▶ WORK INSTRUCTION
Among the records below, one line contains "Could you point out every instance of the watering"; copy that line and all that follow it, exactly as written.

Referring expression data
[Start of section]
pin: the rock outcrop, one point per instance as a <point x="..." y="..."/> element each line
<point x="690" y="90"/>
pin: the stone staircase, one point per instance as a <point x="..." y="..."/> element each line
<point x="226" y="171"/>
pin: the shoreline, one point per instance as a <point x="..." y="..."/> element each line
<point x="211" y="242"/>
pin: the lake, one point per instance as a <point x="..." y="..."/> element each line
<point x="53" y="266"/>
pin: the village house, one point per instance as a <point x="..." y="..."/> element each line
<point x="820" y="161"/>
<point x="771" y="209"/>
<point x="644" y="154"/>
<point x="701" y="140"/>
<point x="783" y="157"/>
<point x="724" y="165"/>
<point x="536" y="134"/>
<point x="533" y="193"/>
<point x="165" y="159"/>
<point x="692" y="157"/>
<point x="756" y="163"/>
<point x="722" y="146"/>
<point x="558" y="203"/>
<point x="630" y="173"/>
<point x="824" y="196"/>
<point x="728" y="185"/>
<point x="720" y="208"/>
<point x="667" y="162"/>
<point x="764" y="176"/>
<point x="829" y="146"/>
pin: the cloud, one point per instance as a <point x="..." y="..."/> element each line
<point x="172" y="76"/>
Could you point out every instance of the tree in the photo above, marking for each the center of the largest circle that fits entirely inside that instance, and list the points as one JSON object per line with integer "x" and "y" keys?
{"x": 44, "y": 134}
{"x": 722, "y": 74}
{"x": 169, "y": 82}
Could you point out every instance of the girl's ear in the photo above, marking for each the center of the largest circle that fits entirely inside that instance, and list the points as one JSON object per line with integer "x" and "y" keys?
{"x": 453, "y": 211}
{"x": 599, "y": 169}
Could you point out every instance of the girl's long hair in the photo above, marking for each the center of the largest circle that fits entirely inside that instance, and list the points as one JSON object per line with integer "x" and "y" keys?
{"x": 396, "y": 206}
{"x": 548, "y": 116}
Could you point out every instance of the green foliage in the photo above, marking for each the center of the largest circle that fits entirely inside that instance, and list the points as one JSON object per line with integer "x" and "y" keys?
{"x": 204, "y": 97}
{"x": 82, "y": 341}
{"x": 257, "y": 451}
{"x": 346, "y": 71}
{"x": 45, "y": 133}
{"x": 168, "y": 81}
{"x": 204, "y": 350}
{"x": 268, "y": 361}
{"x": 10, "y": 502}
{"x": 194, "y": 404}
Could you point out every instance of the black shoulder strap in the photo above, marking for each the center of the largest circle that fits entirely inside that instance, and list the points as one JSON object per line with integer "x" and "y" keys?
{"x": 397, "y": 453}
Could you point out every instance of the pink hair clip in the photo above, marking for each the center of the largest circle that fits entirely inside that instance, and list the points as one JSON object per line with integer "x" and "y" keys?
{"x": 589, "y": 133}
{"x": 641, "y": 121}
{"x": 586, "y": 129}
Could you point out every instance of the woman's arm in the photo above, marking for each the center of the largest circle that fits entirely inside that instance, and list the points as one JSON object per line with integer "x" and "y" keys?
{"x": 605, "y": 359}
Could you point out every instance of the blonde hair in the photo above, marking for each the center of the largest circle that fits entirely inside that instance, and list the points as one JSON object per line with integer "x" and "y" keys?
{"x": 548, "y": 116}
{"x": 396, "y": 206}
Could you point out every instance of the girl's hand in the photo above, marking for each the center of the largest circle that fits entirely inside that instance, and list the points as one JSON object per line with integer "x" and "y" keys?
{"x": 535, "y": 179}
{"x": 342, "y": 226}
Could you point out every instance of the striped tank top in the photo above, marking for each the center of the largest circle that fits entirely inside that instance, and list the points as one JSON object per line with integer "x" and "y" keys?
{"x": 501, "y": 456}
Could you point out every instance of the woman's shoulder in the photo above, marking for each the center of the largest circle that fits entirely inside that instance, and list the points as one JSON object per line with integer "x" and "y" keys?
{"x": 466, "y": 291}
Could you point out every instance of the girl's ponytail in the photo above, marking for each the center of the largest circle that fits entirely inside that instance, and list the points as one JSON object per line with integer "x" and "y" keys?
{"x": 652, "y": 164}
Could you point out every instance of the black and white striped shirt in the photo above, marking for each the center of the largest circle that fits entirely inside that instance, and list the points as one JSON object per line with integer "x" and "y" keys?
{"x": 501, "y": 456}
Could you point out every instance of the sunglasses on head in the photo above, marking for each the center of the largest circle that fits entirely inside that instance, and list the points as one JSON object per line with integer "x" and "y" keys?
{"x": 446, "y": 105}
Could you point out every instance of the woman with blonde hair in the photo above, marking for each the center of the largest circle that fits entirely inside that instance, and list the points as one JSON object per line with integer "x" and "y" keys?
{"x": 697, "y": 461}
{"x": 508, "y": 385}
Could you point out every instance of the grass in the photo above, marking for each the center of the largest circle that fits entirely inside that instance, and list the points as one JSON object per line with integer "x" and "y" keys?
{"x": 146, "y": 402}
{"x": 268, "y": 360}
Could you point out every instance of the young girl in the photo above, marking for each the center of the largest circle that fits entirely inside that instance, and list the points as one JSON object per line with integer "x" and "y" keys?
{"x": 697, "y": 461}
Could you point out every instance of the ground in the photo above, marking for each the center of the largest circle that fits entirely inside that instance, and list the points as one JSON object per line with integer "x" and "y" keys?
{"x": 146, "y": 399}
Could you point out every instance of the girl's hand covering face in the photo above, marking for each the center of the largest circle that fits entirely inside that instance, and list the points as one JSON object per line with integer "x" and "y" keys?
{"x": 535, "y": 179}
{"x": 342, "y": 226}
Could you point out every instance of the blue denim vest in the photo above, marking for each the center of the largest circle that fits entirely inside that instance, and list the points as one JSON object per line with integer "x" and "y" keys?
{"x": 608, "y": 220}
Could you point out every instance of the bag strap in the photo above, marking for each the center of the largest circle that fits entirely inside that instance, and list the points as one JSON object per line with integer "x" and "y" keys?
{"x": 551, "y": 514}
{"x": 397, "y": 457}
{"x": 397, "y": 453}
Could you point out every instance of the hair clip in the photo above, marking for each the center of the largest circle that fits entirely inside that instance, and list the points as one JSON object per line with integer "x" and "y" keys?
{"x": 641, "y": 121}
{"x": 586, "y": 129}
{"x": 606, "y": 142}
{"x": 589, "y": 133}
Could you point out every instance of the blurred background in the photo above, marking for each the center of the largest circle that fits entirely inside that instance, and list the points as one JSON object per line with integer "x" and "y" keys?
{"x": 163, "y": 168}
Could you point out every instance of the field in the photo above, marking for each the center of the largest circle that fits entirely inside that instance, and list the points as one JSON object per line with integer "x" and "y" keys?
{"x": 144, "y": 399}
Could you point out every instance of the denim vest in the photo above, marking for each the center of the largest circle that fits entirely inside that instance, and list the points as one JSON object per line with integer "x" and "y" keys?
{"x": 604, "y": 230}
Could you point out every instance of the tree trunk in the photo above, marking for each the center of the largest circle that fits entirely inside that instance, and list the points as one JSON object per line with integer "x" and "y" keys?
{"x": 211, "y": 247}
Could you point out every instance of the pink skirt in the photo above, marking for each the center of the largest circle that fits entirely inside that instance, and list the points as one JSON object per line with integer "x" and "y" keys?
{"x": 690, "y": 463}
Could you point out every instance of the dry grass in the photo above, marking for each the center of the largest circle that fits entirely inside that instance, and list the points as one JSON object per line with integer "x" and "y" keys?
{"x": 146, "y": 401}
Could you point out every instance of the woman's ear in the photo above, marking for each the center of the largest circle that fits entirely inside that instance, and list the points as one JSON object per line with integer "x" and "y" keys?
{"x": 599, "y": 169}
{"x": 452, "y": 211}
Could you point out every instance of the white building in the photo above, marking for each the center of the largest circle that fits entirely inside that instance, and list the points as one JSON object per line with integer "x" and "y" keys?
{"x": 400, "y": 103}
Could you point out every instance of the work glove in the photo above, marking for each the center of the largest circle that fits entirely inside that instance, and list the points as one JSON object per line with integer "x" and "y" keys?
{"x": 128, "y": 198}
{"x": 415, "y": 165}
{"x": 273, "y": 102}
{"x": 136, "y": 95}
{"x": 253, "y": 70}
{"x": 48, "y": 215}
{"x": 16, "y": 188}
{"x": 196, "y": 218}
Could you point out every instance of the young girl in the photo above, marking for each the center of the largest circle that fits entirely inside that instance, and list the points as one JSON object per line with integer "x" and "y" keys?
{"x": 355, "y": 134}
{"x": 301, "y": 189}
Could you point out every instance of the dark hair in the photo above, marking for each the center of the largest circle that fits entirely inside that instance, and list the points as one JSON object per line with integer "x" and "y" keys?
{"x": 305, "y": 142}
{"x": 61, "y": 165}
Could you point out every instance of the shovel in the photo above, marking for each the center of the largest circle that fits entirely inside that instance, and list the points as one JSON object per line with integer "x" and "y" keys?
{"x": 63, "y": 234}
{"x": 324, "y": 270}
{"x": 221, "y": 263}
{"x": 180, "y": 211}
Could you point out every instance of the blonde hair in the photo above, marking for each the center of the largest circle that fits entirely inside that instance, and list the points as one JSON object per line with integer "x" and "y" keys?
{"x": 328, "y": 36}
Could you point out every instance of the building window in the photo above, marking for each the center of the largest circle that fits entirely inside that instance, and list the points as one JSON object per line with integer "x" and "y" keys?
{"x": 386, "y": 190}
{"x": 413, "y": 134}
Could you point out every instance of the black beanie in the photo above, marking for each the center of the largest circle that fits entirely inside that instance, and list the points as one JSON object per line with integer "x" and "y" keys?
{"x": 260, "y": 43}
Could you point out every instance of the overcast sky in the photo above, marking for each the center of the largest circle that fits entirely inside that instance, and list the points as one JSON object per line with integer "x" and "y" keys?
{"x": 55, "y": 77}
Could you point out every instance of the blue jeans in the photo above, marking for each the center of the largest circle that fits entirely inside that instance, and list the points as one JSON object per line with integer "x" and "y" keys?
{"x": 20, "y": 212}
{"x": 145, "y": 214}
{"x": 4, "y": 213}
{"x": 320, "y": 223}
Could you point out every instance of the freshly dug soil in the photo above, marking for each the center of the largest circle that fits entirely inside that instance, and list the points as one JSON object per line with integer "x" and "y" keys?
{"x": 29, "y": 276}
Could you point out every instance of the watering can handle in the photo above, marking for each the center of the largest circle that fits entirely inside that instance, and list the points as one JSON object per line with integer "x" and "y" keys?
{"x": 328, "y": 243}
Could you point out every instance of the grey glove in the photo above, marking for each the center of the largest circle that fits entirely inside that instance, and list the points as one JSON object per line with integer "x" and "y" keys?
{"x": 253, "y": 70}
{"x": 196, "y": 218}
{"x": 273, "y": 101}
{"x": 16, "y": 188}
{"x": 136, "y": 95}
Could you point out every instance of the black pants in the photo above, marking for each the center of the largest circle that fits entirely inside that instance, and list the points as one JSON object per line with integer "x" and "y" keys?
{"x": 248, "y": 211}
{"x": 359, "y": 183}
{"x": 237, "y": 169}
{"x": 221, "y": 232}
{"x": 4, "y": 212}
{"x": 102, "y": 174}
[End of section]
▶ EXERCISE RESPONSE
Could you point out every instance of the watering can handle in the photo above, marking for each the center of the largest circle that fits entirely inside that instance, and list the points as one JSON object per line with integer "x" and "y" keys?
{"x": 328, "y": 243}
Could you point out every instance of the grey glove in the photo above, marking for each the center of the largest circle that fits entirely inside that instance, and list the points as one JSON object per line with integer "x" and "y" keys?
{"x": 253, "y": 70}
{"x": 196, "y": 218}
{"x": 273, "y": 101}
{"x": 16, "y": 188}
{"x": 136, "y": 95}
Could you point out every instance of the black pants in the photo above, marking for each the center of the largest circle that fits entirely inside that instance, and list the points as one JSON object per line with integer "x" and "y" keys?
{"x": 248, "y": 211}
{"x": 359, "y": 183}
{"x": 237, "y": 169}
{"x": 221, "y": 232}
{"x": 4, "y": 212}
{"x": 102, "y": 174}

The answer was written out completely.